* [Exercise details]: Retype the lines of the material below from the one containing "--target white cloud" to the one containing "120 147 L 136", both included, with every character unchanged.

::: Data for this exercise :::

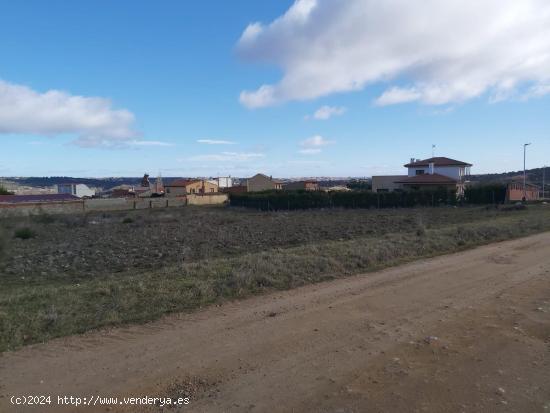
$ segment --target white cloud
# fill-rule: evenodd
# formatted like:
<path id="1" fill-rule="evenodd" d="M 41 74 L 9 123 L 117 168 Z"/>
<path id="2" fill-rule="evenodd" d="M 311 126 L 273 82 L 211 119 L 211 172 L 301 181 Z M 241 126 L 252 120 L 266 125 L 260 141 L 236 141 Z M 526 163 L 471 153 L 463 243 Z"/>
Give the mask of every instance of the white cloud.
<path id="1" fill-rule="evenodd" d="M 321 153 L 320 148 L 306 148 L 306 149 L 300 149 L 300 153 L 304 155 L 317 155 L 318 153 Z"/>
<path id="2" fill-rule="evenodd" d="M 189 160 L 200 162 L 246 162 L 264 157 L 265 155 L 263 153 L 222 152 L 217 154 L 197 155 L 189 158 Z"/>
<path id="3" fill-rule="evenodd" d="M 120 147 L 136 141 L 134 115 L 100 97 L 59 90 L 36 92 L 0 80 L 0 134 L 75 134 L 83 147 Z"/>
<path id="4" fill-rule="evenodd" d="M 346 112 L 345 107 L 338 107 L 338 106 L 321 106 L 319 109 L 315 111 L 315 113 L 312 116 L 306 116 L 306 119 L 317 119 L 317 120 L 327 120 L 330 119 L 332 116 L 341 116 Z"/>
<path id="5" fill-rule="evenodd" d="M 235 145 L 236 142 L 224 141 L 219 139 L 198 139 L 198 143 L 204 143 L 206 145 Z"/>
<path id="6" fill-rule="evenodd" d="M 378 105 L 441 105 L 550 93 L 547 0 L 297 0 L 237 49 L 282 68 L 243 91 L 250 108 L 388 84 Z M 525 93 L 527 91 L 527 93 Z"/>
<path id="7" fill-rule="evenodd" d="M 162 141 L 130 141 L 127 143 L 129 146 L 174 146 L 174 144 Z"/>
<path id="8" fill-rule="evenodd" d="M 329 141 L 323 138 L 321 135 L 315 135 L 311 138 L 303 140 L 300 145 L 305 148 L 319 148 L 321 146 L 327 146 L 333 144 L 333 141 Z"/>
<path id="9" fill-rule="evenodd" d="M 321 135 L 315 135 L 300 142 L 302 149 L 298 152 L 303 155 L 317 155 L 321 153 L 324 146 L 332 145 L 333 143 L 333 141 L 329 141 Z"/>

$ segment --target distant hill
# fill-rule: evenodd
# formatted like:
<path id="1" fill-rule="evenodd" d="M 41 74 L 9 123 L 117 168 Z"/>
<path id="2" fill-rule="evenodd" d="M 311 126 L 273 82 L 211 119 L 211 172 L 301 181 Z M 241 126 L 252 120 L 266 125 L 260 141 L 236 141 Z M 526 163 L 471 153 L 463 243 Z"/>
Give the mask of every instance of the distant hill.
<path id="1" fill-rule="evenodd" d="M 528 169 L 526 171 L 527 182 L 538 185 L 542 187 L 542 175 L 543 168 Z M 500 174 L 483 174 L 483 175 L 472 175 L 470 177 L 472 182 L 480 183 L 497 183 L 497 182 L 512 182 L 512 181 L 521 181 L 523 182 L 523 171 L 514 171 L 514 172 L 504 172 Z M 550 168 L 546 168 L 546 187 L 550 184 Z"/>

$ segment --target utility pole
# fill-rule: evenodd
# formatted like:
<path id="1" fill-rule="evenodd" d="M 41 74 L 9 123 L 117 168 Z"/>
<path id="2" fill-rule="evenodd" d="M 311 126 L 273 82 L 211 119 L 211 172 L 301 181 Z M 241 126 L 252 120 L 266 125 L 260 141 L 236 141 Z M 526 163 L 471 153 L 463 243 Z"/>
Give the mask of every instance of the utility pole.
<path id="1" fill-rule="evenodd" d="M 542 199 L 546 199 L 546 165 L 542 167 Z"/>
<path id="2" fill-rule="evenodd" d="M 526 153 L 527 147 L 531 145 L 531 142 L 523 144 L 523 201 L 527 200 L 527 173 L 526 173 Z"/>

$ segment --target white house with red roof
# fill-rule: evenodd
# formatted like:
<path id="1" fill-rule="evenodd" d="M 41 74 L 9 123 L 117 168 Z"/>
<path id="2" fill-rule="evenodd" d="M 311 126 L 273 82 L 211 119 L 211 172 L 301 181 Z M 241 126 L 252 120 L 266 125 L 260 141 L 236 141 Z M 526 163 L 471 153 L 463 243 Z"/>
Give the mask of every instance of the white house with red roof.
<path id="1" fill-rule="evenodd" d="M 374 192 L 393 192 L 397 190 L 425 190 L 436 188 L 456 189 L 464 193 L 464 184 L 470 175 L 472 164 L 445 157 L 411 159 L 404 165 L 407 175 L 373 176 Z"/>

:::
::: Data for this exercise :::

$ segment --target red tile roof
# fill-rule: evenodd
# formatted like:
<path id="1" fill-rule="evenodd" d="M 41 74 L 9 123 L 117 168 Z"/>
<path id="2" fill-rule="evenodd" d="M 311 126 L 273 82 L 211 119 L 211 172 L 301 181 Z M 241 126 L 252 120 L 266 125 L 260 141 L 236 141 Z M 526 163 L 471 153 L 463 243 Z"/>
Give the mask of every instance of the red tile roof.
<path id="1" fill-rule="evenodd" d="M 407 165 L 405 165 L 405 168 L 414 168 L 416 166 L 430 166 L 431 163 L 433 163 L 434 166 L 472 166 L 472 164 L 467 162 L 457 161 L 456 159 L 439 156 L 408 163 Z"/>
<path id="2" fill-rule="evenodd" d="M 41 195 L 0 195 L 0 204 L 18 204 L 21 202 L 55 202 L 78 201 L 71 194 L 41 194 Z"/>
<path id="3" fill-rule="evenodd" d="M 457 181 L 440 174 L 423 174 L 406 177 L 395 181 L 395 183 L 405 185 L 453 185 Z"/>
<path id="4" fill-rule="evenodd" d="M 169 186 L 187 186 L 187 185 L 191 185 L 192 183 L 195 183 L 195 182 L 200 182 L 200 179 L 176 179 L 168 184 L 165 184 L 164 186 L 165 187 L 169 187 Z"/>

:::

* [Written response]:
$ segment --target white cloud
# fill-rule: evenodd
# formatted like:
<path id="1" fill-rule="evenodd" d="M 41 74 L 9 123 L 117 168 Z"/>
<path id="2" fill-rule="evenodd" d="M 311 126 L 273 82 L 211 119 L 211 172 L 301 181 Z M 241 126 L 252 120 L 266 125 L 260 141 L 236 141 Z M 526 163 L 471 153 L 463 243 Z"/>
Give the mask of every instance of the white cloud.
<path id="1" fill-rule="evenodd" d="M 321 153 L 320 148 L 306 148 L 306 149 L 300 149 L 300 153 L 304 155 L 317 155 L 318 153 Z"/>
<path id="2" fill-rule="evenodd" d="M 189 160 L 200 162 L 246 162 L 264 157 L 265 155 L 263 153 L 222 152 L 217 154 L 197 155 L 189 158 Z"/>
<path id="3" fill-rule="evenodd" d="M 120 147 L 136 141 L 134 115 L 100 97 L 59 90 L 36 92 L 0 80 L 0 134 L 75 134 L 83 147 Z"/>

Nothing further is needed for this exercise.